### OBJETIVO DEL EJERCICIO:
Reescribe los datos desde la línea que contiene "What are the box coordinates for the flower" hasta la línea que contiene "What are the box coordinates for the veronica", ambas incluidas, sin omitir ninguna línea. Aumenta en 138 cada coordenada de las cajas delimitadoras y deja el resto del texto sin cambios.

### DATOS:
####

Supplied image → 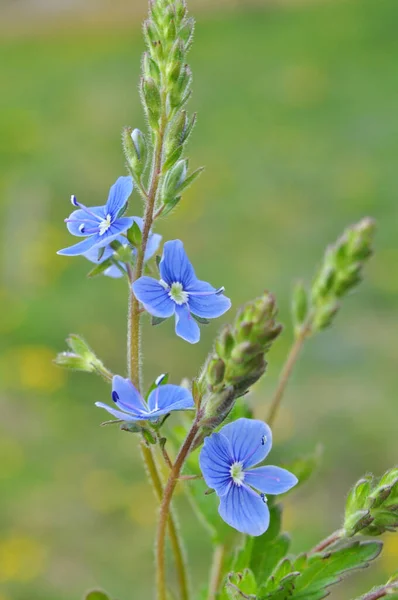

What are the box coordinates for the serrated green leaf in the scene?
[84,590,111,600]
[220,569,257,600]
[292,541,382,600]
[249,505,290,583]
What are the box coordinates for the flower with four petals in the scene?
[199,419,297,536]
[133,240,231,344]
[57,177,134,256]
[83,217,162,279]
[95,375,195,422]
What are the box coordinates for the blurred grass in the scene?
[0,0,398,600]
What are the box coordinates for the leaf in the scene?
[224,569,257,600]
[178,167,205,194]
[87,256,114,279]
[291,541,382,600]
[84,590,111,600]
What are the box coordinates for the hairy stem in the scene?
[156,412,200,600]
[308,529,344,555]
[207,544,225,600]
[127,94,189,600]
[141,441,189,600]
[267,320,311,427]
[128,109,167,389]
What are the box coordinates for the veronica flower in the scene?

####

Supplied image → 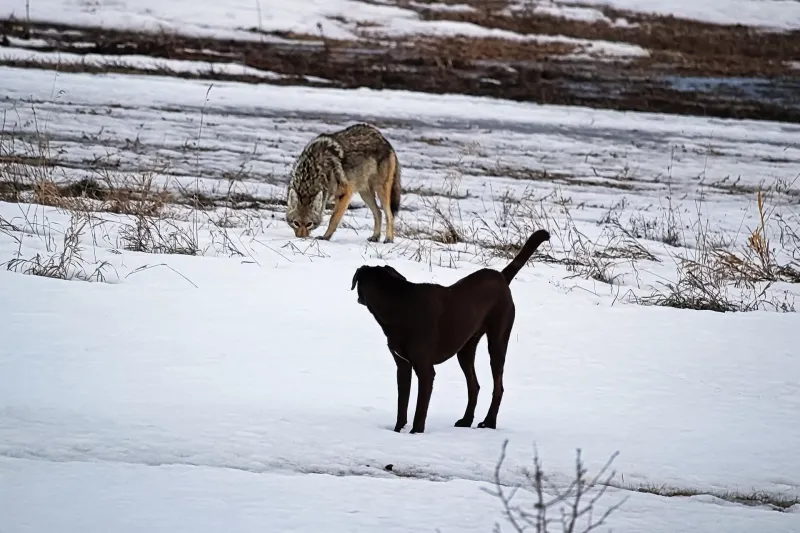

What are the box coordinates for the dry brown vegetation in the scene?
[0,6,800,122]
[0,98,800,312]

####

### RESULTADO OBTENIDO:
What are the box coordinates for the flower with four petals in the scene?
[337,557,435,674]
[271,378,369,482]
[195,315,272,394]
[221,355,300,417]
[233,513,333,560]
What are the box coordinates for the blurred grass in the scene?
[138,138,536,738]
What are the box coordinates for the leaf in the scene?
[362,707,395,738]
[316,305,343,332]
[225,394,252,417]
[429,679,520,738]
[222,728,249,738]
What are the box coordinates for the hairy stem in the scene?
[294,550,338,738]
[446,667,482,693]
[345,682,363,738]
[265,232,327,738]
[279,579,327,738]
[405,458,449,565]
[266,247,305,527]
What are the box coordinates for the veronica flower in the scene?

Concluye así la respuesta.